* _STORED RECORDS_:
_ _ _ _ _
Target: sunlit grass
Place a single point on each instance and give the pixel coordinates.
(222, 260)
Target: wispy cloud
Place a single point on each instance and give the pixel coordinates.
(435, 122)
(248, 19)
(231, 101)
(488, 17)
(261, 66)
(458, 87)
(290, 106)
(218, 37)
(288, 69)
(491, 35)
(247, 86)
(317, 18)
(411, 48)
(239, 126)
_ _ _ _ _
* _EXERCISE INSTRUCTIONS_: Take the lines above and print them exactly.

* _RESPONSE_:
Target: sunlit grass
Place a single point on each instance and give the pixel coordinates.
(222, 260)
Target: wispy cloud
Place a single point on each instance and give the pixel coordinates.
(435, 122)
(248, 19)
(231, 101)
(488, 17)
(261, 66)
(458, 87)
(290, 106)
(218, 37)
(288, 69)
(491, 35)
(247, 86)
(317, 18)
(411, 48)
(239, 126)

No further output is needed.